- **Exercise objective**
Rewrite the lines between the one holding "Detect bridge roadway edge." and the one holding "[698,375,824,392]", inclusive, keeping the requests, and shift every bounding-box coordinate by adding -131 to it.

- **Excerpted data**

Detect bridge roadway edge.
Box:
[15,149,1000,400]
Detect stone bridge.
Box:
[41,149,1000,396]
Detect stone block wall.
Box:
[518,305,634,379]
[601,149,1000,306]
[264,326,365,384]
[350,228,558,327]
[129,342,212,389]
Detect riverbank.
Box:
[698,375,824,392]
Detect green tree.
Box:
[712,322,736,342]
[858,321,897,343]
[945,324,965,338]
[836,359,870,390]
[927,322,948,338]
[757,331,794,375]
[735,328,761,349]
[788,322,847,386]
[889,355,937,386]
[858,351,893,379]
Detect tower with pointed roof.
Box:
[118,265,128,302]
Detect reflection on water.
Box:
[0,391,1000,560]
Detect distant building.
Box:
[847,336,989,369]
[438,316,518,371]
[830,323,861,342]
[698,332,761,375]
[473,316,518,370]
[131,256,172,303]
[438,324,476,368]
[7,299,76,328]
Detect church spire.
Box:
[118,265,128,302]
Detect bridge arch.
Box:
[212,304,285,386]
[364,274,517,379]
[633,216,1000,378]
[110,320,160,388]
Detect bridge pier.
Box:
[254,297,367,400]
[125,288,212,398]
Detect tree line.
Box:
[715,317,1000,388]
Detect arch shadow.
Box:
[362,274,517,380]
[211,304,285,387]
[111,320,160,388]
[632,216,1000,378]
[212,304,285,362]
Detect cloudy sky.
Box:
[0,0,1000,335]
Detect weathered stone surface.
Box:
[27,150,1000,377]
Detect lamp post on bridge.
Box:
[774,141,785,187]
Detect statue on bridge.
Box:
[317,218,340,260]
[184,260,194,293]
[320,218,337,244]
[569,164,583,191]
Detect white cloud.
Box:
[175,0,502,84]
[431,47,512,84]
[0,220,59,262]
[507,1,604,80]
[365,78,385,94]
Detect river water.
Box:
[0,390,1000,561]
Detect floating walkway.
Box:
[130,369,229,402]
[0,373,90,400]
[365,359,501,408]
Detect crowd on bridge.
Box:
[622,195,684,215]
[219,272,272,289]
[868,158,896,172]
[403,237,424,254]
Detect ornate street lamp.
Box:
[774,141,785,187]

---

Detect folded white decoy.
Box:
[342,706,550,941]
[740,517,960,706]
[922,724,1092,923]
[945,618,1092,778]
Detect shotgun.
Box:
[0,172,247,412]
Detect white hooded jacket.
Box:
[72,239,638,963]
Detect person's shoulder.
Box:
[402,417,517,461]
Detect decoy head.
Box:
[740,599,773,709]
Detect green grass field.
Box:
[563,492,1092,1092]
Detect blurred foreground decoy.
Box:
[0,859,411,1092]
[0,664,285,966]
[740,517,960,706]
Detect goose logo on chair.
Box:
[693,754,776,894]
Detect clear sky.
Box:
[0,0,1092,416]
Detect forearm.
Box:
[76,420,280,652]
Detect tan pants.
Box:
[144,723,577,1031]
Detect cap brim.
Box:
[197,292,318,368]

- **Answer for the task**
Detect bridge roadway edge.
Box:
[-116,18,869,269]
Detect stone bridge.
Box:
[-90,18,869,265]
Detect stone block wall.
Box:
[387,174,503,248]
[470,18,869,175]
[133,195,234,253]
[219,97,427,196]
[-2,211,81,258]
Detect riverbank.
Box:
[567,244,693,261]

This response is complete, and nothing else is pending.